Prompt: Set down a true copy of the data, with all pictures left out.

Information given:
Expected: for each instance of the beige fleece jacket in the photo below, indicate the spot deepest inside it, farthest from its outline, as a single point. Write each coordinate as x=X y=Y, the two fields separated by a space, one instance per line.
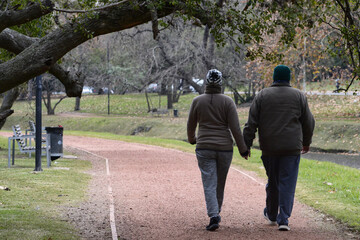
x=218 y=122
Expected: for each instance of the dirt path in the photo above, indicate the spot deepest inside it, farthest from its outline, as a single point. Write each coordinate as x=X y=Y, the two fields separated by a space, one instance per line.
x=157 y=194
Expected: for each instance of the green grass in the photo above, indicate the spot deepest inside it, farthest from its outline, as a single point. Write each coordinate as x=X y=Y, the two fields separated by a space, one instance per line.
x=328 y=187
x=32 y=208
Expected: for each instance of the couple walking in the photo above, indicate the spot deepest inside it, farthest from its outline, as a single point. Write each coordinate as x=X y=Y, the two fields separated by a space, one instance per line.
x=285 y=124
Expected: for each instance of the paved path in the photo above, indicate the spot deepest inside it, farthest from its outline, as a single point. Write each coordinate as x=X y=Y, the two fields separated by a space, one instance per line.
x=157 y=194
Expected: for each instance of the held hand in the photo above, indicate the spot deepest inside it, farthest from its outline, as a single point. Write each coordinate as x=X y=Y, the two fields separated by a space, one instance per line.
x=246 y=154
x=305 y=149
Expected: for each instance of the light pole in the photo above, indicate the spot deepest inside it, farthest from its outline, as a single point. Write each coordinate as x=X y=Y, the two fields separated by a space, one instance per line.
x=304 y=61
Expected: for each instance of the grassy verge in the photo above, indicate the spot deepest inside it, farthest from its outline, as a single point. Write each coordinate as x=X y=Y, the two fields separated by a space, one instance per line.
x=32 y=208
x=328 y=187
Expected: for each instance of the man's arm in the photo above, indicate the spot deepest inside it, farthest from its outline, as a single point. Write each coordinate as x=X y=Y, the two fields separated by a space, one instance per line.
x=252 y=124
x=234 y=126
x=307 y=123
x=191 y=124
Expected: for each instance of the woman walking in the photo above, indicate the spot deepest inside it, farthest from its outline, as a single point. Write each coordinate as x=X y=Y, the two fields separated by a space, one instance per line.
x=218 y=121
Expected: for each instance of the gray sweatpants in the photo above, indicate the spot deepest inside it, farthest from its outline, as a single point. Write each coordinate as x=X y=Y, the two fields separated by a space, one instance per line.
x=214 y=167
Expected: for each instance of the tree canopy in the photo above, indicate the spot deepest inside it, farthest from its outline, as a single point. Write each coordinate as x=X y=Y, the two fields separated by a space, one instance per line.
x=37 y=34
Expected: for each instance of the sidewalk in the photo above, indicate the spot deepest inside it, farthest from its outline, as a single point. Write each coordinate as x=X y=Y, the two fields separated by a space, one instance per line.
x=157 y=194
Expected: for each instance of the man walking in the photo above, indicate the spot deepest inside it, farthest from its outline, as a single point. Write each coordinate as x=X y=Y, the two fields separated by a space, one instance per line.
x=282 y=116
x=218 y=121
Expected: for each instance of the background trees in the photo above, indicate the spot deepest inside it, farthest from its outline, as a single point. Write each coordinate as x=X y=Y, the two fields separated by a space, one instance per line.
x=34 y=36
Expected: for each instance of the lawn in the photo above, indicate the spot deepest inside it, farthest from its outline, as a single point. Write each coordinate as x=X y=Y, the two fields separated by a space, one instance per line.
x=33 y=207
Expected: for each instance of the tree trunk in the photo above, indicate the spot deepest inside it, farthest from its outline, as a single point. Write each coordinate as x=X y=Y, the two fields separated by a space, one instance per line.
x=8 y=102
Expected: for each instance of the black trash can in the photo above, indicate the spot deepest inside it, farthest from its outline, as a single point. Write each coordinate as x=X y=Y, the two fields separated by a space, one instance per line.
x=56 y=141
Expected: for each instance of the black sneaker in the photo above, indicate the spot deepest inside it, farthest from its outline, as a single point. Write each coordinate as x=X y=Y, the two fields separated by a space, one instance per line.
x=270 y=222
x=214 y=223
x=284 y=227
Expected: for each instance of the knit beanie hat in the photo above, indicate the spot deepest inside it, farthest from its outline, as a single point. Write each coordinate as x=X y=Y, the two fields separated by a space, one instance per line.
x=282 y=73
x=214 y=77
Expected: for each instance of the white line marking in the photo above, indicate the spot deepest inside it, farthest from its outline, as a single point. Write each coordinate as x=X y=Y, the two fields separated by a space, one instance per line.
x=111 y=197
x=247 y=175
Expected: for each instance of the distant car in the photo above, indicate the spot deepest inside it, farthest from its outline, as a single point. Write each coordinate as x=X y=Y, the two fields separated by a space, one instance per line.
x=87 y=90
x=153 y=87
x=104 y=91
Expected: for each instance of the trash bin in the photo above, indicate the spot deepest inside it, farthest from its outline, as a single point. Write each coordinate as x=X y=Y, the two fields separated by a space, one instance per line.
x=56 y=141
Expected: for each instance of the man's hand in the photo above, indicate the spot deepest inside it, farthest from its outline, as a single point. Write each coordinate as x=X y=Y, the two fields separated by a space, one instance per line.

Answer to the problem:
Expected: for each instance of the beige fleece jacket in the photo below, indicate the spot deepest inside it, farthest from its outline, as a single point. Write each coordinate as x=X y=Y, the two fields separated by a space, one instance per line.
x=218 y=122
Expected: for each instance of the dirt path in the photo above, indicate the spot deepest inside it, farthest from its outline, as a single point. Write each coordinate as x=X y=Y, the two fields separated by a space, one instance per line.
x=157 y=194
Expected: for each instance of the green grass in the photo above, indicate the spot deepest inside it, farthest from its outline, as a single point. Write each coordinate as x=X y=Y, the two fields separated by a space, one instance per line.
x=328 y=187
x=32 y=208
Expected: for each instance of the couple walking in the photo above, indicate the spot deepest inside it, farthest from its outline, as a single point. Write each coordinate as x=X y=Y, the two fields separated by a space, one instance per line.
x=285 y=124
Expected: for each instance of the paved path in the photo above, indicate the spot deepest inside it, farthest from its outline, as a single point. Write each coordinate as x=X y=Y, the two fields separated by a space, one instance per line.
x=157 y=194
Expected: for each instance of the held hand in the photo above, indicate the spot deepest inside it, farthest from its outline, as a single point. Write each coordinate as x=X y=Y, the two fields separated by a space, one instance per line.
x=246 y=154
x=305 y=149
Expected: for each instance of the light pole in the photo above, indicate the spot deepest inside it, farthest from its outline, as a single point. Write each coordinate as x=X y=Y, the two fields separated by a space, one instance per line.
x=304 y=61
Expected: for each instance of the grassy verge in the photo above, indicate the spot deepest inside it, farthest from its outline, as a single point. Write each coordinate as x=X y=Y, the two fields separated by a space, one instance per line.
x=32 y=208
x=328 y=187
Expected: for each instance of the man's arm in the photo above, indicate the spot deepest inside it, farthest from its outline, as a single point. Write each coordinate as x=X y=Y, the two fields separated by a space, one instance per line.
x=252 y=124
x=234 y=126
x=307 y=123
x=191 y=124
Expected: for each instance of the woman walking in the photo above, indicate the spot deepest inside it, farthest from its outline, as a single point. Write each coordinate as x=X y=Y, the two fields separated by a space, one instance per line.
x=218 y=121
Expected: for each instance of the gray sweatpants in the photo above, indicate the spot deepest inside it, farthest from its outline, as a single point. Write each coordinate as x=X y=Y, the two fields separated by a space, one instance per line.
x=214 y=167
Expected: for each instance of the tree canopy in the photo above, indicate the spot deepest inside it, farthest from its outline, as a single point. Write each coordinate as x=X y=Y, the two fields separated by a space, one instance per line.
x=37 y=34
Expected: for each instance of the sidewalk in the photo above, indicate the spot deepest inside it, farthest from its outline, as a single point. Write each coordinate as x=X y=Y, the two fields separated by a space, one instance per line.
x=157 y=194
Expected: for each instance of the man walking in the photo above, indicate the spot deepest inside it, farthest from its outline, as a single point. Write each coordinate as x=X y=Y, the two fields separated by a space, one instance per line.
x=282 y=116
x=218 y=121
Expected: for each instance of the background trees in the photo above, indicate the spot deepest inside it, farthest from its outline, as a single point. Write each coordinate as x=X y=Y, the two fields separated by a space, one instance per line.
x=34 y=36
Expected: for each instance of the lawn in the photo above, indicate the spot deepest inside it, farthest from its outline, as a single point. Write each coordinate as x=X y=Y, the two fields separated by a space, one instance per line.
x=33 y=207
Expected: for each instance of the tree trunk in the photo above, indicate the spot deepest inside it, farthest from its outline, as a single point. Write each coordinate as x=X y=Y, the two fields separated by a space, one instance per line.
x=8 y=102
Expected: for each instance of the black trash can in the photo above, indicate the spot deepest inside it, farthest from its outline, as a single point. Write each coordinate as x=X y=Y, the two fields separated by a space, one instance per line.
x=56 y=141
Expected: for each instance of the black sneaker in the photo above, indicate the spot deepest inside it, farthest from its outline, as a single point. Write each coordinate as x=X y=Y, the two fields separated by a space, one instance per line.
x=270 y=222
x=214 y=223
x=284 y=227
Expected: for each instance of the knit beanie hat in the photo above, indicate the spot deepest inside it, farthest from its outline, as a single point. Write each coordinate as x=X y=Y, the two fields separated by a space, one instance per line.
x=282 y=73
x=214 y=77
Expected: for each instance of the white line marking in the photo above, indicate the spot deepest inside it, farthest from its outline, as a single point. Write each coordinate as x=X y=Y, the two fields separated by a space, one instance per line.
x=111 y=197
x=247 y=175
Expected: for each instance of the distant car in the photo above, indicate the spot deepest inside it, farthest from its outline, as a single point. Write each coordinate as x=X y=Y, the two fields separated by a space, one instance per line.
x=87 y=90
x=153 y=87
x=104 y=91
Expected: for each instance of the trash bin in the photo above, indicate the spot deepest inside it, farthest from its outline, as a single point. Write each coordinate as x=X y=Y, the two fields separated by a space, one instance per line.
x=56 y=141
Expected: for each instance of the man's hand in the photo above, indicate the spot deepest inside it, farthest from its outline, as a single point. Write each coordinate as x=X y=Y, the two fields separated by a space, one instance per line.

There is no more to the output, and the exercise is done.